● **Exercise**: List each line of the entries below that contains the word "tree". Case counts.

<<<<

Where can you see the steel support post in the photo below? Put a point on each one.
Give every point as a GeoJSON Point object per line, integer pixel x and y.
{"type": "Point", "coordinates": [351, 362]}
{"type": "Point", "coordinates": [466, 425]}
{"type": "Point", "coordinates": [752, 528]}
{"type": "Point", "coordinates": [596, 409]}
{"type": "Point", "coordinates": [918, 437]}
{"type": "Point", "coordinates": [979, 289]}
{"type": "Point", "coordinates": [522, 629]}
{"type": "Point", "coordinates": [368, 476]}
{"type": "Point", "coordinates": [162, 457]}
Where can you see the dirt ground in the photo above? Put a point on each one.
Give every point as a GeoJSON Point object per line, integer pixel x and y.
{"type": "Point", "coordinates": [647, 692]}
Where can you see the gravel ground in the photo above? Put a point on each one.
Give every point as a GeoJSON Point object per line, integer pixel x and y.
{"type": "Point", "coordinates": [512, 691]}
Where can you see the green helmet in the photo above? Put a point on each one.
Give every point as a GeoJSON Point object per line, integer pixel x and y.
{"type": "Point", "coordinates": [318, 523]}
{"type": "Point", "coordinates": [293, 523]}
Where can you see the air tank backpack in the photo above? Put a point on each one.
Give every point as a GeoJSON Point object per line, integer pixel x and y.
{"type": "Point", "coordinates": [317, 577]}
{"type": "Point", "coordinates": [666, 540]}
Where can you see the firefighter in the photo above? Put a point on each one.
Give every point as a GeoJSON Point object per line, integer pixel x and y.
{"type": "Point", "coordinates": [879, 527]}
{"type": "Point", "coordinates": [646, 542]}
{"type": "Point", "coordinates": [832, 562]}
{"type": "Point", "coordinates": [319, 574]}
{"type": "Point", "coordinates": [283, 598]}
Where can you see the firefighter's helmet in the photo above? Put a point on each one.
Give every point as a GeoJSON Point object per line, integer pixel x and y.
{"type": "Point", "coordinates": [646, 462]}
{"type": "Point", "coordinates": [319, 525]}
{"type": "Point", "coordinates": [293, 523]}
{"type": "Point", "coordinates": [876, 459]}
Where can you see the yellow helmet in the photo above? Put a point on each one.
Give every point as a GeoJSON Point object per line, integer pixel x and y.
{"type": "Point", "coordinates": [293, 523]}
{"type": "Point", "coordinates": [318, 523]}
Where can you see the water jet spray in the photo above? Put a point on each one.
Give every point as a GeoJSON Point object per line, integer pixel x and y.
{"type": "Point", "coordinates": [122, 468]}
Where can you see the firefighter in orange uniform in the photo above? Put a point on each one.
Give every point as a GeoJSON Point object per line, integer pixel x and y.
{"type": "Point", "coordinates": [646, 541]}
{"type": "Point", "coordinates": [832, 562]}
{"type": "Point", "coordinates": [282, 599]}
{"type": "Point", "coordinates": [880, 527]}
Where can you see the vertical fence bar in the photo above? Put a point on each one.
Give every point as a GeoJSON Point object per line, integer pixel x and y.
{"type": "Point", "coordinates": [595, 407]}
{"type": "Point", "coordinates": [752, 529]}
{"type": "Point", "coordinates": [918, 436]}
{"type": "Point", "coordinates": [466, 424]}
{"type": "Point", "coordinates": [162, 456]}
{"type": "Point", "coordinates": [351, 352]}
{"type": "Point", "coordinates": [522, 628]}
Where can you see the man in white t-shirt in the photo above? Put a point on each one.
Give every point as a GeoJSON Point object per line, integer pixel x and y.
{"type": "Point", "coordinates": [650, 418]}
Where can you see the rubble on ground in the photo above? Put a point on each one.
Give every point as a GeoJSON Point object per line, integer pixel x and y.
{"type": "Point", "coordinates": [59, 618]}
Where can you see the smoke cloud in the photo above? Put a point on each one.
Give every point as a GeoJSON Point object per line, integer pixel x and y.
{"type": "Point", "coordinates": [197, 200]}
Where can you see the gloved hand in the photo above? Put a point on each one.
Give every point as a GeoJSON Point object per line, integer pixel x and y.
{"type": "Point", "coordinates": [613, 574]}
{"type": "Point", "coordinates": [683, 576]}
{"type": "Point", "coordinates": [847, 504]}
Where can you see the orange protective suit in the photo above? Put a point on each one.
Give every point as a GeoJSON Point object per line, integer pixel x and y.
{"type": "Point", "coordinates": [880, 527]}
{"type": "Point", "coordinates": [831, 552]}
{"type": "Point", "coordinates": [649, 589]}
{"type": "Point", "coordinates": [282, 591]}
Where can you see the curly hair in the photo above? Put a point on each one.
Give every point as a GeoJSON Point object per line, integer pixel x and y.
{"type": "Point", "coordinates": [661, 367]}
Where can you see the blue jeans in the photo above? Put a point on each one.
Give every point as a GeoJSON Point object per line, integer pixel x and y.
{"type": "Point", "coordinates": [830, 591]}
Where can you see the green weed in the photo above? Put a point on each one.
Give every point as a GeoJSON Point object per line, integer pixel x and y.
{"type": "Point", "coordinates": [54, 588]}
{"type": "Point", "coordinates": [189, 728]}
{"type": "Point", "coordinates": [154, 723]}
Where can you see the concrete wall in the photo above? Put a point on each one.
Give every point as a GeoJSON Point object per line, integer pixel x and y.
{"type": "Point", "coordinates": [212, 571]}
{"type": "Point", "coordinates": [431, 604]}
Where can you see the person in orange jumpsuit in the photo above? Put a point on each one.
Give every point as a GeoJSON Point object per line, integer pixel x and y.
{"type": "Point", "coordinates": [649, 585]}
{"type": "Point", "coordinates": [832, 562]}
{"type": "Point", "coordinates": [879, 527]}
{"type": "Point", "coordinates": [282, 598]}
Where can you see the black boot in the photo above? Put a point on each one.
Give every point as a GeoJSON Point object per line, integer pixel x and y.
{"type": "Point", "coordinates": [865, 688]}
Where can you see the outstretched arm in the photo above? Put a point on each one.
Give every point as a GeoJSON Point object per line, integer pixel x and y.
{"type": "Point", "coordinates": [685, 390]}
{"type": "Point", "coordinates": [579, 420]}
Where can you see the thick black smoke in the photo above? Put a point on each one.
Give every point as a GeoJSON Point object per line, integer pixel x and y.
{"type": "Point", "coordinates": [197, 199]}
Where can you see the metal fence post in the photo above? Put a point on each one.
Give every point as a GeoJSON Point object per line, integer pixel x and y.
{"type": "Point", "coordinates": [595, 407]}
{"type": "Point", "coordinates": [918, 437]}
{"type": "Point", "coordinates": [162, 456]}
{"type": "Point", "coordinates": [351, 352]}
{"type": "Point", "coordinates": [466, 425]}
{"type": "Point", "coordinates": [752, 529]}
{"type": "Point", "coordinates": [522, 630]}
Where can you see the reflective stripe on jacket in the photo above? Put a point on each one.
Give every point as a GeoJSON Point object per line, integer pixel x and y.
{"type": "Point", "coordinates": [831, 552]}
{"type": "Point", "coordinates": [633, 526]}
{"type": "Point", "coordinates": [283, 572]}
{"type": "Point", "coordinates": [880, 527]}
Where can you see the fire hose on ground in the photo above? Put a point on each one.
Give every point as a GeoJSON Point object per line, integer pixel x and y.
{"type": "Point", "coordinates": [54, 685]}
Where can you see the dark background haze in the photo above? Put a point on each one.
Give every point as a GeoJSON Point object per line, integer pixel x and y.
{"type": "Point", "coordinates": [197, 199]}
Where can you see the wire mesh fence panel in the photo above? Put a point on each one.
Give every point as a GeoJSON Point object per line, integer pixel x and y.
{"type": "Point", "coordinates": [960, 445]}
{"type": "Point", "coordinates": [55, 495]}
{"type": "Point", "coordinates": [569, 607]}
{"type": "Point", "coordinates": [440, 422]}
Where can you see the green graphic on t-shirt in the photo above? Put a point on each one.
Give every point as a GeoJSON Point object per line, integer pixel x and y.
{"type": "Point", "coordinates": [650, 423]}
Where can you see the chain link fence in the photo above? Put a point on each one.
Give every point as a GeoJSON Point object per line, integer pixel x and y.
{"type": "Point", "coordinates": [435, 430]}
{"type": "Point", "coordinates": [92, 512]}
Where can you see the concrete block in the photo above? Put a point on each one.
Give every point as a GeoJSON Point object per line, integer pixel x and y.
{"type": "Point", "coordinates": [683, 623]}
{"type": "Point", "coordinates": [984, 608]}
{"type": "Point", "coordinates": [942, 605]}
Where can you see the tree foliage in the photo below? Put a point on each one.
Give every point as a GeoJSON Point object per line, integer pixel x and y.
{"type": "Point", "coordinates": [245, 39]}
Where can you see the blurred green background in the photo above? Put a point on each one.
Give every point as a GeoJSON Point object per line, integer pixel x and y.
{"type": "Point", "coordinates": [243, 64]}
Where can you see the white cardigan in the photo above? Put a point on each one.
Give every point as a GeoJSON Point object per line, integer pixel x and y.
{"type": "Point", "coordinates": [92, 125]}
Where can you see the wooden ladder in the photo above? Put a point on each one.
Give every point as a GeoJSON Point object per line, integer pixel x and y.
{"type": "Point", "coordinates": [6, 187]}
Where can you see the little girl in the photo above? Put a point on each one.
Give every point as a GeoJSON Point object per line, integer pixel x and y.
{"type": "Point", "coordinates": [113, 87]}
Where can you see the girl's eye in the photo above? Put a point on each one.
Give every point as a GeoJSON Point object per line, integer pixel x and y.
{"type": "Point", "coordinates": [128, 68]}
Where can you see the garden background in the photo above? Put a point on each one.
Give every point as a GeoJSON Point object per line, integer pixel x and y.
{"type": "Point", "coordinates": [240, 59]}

>>>>
<<<<

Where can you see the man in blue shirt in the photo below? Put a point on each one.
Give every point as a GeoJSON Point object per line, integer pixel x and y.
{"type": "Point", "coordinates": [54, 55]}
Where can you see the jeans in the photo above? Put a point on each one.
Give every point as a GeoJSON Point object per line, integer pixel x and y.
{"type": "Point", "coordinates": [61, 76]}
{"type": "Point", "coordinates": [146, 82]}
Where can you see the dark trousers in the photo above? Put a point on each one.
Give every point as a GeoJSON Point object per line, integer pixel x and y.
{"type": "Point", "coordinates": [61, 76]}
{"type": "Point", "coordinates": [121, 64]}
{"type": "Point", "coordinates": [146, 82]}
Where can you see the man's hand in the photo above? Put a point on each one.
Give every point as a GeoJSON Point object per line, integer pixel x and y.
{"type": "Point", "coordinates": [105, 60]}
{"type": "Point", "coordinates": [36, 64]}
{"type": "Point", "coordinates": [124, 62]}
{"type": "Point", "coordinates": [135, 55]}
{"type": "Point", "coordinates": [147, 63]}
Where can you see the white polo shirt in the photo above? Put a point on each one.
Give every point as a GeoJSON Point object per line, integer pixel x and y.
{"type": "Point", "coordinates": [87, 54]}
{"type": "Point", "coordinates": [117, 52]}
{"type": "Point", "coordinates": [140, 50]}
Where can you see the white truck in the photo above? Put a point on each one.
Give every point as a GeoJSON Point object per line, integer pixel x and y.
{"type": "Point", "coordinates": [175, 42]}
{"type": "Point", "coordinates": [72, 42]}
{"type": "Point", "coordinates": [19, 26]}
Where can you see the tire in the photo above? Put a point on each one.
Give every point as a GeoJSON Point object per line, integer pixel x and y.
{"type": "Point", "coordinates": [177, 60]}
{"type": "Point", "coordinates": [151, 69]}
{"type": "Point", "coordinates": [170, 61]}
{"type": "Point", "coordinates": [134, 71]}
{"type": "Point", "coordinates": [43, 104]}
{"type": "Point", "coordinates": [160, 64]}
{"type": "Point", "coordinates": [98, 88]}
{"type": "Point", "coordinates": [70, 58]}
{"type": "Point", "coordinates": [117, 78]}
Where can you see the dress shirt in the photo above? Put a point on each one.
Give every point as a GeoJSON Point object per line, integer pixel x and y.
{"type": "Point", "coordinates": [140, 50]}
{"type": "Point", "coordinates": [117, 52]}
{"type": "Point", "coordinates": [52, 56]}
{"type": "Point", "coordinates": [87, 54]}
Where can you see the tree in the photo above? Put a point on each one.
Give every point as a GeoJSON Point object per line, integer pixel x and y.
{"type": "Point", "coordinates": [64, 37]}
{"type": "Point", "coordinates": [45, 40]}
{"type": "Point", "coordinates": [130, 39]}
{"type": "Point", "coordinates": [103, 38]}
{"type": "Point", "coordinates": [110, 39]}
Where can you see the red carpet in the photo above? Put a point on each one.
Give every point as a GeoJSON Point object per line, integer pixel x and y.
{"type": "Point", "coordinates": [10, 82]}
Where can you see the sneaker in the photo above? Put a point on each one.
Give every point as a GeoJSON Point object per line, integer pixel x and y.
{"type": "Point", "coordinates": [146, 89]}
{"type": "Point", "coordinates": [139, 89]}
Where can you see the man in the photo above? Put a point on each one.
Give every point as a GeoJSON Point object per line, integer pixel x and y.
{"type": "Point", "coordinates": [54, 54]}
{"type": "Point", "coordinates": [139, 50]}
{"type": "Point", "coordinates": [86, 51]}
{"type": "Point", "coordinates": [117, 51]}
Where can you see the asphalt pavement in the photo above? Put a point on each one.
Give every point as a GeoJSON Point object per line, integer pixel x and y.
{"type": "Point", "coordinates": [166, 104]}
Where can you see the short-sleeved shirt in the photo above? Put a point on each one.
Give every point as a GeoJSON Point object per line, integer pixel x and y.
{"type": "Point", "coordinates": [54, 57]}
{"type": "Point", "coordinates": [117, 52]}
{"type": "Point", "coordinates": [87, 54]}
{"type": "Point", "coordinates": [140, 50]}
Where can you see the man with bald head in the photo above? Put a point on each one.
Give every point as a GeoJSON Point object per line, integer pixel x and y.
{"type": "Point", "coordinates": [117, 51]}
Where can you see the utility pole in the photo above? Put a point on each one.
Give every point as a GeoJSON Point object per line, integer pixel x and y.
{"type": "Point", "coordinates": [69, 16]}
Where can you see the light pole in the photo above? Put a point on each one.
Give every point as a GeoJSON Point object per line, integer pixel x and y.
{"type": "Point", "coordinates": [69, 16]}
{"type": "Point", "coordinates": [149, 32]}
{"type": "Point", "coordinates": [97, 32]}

>>>>

● **Correct response**:
Where can you see the tree foliage in the photo below? Put a point on each one.
Where can you see the tree in the photo above? Put a point on each one.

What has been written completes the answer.